** start of SOURCE RECORDS **

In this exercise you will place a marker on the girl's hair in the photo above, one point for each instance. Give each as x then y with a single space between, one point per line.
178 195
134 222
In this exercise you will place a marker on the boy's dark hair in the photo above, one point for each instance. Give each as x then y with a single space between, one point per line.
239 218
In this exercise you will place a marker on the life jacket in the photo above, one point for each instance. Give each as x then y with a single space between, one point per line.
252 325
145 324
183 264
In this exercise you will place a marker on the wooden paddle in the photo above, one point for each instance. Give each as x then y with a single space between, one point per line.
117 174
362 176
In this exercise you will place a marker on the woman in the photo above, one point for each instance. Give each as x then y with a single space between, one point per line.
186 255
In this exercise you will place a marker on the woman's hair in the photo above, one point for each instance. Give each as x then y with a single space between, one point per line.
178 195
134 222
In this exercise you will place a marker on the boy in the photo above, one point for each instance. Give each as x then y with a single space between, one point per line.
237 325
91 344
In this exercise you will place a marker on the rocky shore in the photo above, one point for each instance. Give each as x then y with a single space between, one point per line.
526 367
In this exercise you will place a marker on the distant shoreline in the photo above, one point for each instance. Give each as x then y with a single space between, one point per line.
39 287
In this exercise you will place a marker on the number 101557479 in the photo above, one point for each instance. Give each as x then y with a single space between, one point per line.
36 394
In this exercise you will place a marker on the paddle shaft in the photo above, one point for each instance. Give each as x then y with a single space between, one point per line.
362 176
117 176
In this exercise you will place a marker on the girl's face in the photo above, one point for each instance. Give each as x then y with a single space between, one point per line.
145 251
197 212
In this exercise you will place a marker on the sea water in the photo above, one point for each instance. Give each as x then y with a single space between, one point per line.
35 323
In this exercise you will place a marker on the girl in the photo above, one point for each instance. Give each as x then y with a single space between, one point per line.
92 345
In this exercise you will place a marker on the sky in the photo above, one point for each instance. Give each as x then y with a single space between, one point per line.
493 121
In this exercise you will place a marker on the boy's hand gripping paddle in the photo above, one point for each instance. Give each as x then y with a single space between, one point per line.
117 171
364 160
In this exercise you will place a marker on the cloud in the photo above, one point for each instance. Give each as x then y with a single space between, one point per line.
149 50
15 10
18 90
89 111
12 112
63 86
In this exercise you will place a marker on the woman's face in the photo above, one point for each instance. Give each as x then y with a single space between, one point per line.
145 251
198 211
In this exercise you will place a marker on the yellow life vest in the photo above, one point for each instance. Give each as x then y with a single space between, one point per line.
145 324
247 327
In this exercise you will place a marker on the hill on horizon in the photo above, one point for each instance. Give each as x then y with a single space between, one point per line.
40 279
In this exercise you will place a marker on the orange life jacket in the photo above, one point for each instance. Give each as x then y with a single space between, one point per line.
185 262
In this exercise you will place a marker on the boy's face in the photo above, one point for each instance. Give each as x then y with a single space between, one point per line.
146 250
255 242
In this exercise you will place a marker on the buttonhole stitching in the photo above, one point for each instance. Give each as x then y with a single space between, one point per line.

** end of SOURCE RECORDS **
** start of SOURCE RECORDS **

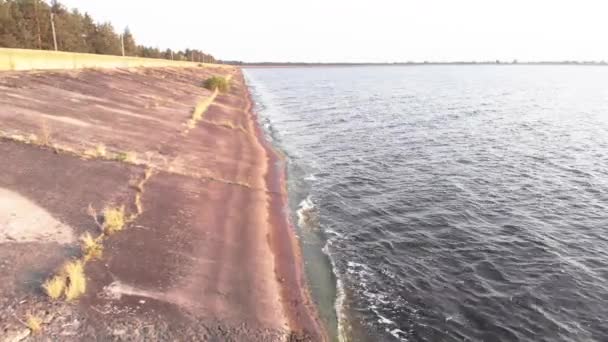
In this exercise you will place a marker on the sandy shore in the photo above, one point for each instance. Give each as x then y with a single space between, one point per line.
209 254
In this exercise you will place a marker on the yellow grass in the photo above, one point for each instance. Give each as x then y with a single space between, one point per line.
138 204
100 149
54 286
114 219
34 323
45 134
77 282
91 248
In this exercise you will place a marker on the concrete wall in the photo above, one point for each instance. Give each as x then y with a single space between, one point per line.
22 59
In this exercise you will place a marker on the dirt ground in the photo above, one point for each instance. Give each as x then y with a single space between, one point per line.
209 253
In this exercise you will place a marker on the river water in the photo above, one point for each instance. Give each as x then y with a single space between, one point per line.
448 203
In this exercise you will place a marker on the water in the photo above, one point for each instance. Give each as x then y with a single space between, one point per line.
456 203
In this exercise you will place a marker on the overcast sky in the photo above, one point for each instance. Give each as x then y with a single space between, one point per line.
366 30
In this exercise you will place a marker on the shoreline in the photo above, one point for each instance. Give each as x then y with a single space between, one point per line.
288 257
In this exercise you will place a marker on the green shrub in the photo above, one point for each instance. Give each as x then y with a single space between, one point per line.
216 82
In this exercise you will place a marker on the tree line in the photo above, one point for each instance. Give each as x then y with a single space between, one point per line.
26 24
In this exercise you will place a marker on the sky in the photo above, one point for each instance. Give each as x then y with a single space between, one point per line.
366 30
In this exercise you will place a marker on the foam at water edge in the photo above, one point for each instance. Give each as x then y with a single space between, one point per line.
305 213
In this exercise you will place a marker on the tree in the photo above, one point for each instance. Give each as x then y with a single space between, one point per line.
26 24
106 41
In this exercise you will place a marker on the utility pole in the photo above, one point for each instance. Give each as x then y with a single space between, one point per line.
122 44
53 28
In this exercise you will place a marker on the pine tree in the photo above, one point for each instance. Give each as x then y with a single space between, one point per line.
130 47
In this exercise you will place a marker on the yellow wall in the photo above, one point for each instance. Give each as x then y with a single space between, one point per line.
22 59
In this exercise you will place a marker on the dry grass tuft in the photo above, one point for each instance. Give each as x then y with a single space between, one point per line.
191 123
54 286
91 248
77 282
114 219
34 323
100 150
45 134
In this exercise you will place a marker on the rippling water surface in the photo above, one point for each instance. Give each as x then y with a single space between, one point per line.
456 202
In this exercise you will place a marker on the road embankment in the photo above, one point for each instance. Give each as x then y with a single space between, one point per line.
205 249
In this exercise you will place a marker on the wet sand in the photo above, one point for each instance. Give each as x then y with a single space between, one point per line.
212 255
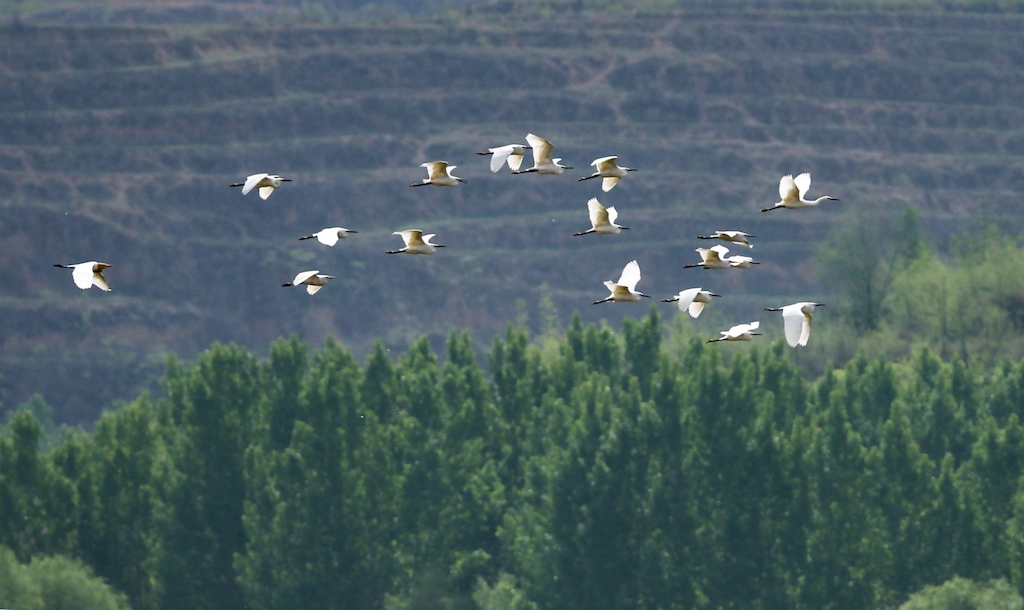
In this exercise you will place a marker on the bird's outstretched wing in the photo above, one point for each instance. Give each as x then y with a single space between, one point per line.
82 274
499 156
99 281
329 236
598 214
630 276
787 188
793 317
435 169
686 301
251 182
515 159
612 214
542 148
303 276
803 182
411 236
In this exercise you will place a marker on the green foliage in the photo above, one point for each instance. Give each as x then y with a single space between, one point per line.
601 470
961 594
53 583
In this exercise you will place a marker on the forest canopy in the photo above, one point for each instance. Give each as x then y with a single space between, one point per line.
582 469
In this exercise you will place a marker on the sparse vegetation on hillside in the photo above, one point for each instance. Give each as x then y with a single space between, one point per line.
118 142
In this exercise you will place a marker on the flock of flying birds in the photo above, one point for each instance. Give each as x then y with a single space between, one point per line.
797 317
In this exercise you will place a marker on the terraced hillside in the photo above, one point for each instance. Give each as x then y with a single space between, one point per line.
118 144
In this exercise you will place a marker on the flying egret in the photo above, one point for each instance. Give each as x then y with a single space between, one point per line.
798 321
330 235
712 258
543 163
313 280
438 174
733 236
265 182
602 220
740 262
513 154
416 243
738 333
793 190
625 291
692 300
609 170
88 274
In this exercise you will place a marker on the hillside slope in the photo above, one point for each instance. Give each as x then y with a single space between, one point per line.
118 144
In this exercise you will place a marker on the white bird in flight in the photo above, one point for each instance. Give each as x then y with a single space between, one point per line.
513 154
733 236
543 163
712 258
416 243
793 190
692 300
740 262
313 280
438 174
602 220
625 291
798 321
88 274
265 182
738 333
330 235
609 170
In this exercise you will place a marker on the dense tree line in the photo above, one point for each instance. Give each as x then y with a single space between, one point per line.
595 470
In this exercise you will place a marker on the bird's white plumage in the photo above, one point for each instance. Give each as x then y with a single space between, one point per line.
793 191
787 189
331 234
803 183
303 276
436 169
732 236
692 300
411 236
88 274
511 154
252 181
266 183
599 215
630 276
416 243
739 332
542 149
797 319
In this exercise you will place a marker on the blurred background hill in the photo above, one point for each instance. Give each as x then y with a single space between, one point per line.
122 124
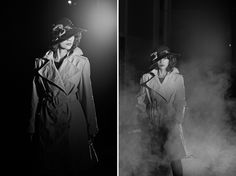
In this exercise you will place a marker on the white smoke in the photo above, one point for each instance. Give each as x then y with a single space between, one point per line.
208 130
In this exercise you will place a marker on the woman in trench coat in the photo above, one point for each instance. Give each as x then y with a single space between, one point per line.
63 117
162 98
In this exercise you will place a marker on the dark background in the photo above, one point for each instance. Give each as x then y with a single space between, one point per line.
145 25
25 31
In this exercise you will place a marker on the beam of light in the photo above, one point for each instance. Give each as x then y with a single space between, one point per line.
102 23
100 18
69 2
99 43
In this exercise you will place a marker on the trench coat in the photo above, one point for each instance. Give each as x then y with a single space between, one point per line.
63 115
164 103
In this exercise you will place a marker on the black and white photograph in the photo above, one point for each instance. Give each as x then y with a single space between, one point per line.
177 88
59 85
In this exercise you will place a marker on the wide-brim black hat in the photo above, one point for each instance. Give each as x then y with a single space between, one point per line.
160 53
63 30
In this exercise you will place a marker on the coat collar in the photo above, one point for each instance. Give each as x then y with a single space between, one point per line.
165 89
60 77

** end of SOURCE RECORDS **
** start of SOURCE RECORDS **

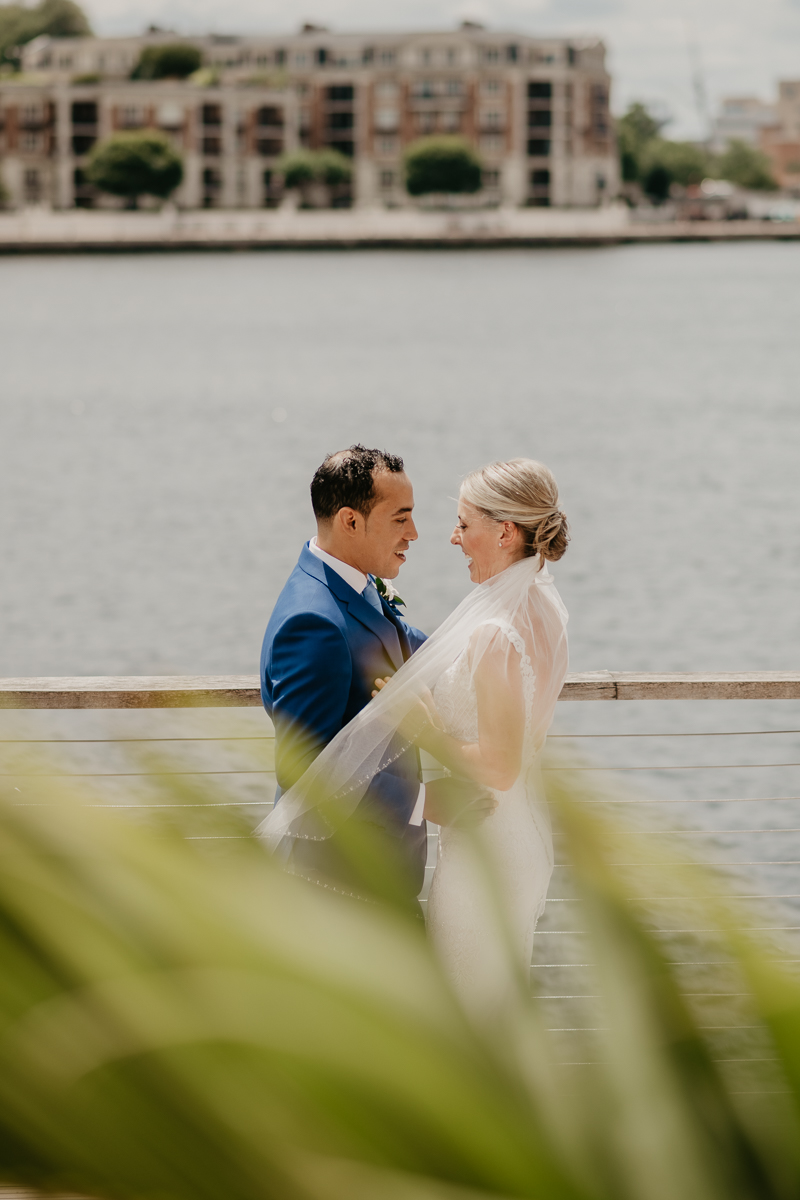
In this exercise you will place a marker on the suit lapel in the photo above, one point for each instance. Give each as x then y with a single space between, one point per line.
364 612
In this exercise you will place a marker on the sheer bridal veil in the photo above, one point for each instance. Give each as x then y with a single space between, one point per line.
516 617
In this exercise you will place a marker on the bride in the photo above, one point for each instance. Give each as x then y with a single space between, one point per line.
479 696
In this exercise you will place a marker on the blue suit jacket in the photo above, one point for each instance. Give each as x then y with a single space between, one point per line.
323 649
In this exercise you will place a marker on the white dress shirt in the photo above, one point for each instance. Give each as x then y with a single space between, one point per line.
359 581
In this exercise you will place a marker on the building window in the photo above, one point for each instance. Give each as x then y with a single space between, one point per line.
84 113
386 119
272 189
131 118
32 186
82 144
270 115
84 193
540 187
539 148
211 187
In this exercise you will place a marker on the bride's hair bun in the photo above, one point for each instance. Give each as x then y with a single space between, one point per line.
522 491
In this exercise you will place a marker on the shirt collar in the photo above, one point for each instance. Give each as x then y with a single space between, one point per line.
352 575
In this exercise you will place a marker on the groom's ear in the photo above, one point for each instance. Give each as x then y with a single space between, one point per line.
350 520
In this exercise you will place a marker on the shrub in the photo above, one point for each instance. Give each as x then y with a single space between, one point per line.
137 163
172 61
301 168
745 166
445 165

** end of SOURCE RECORDS **

STATED PROBLEM ::
From the records above, pull out every line that contains the word "wall", matching case exactly, and copy those lines unchanged.

RESULT OF THIS EXERCISE ::
In this exercise you will place a marker on the concrete wall in the photo above, one point for each instance. Give each as x then y with a single space between, one point per line.
In this exercise you will place a marker on the yellow wall in the photo above, one point for each instance. Give each as x then y with a single space between, one point per line.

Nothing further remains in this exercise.